Kerry scans review finds 11 cancer patients had a delayed diagnosis

Four of the 11 patients who had a delayed diagnosis have died since delay was identified

The review was the largest ever conducted of X-rays and other tests in the Irish hospital system.

The review was the largest ever conducted of X-rays and other tests in the Irish hospital system.


Eleven patients whose scans were read by a locum radiologist suffered a delayed cancer diagnosis and serious impact on their health, a review of over 46,000 tests in University Hospital Kerry has found.

Four of the 11 patients who suffered a delayed diagnosis have died since their delay was identified, the review states.

The lookback at scans carried out over a 15-month period found three patients with undiagnosed cancer which had not been previously identified. Six of the 11 cases involved lung cancer.

The review was the largest ever conducted of X-rays and other tests in the Irish hospital system.

It found there was a “substantial” rate of unreported and clinically significant findings requiring clinical review to determine whether patients needed to be recalled for further tests.

━━━━━━━━━━

• **AIM OF THE EXERCISE**
Write out the passage of the Kerry scans review report from "Kerry scans review" up to and including "the review states.", word for word.

━━━━━━━━━━

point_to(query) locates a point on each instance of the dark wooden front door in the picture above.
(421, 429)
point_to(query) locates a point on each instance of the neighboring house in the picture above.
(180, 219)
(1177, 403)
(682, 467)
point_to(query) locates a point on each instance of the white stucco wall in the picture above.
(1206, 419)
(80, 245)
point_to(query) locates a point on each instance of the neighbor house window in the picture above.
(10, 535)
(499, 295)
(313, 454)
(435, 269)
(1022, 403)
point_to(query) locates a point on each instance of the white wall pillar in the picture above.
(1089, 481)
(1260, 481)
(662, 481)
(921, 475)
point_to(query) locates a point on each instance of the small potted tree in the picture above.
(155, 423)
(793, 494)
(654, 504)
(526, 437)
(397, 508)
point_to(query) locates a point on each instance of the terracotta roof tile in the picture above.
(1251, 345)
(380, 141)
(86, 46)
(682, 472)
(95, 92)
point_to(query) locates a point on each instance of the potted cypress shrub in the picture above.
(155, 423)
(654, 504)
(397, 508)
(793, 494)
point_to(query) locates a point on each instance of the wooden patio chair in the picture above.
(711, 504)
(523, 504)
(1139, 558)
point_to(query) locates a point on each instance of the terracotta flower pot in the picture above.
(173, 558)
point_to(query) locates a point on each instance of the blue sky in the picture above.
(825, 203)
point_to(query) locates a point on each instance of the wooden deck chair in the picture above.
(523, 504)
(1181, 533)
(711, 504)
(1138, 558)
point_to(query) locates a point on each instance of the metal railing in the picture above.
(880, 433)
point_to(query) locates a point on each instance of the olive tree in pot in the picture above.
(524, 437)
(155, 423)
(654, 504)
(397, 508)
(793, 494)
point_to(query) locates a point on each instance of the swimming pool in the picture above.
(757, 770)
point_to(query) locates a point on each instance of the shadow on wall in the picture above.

━━━━━━━━━━

• **YOUR RESPONSE**
Kerry scans review finds 11 cancer patients had a delayed diagnosis

Four of the 11 patients who had a delayed diagnosis have died since delay was identified

The review was the largest ever conducted of X-rays and other tests in the Irish hospital system.

The review was the largest ever conducted of X-rays and other tests in the Irish hospital system.


Eleven patients whose scans were read by a locum radiologist suffered a delayed cancer diagnosis and serious impact on their health, a review of over 46,000 tests in University Hospital Kerry has found.

Four of the 11 patients who suffered a delayed diagnosis have died since their delay was identified, the review states.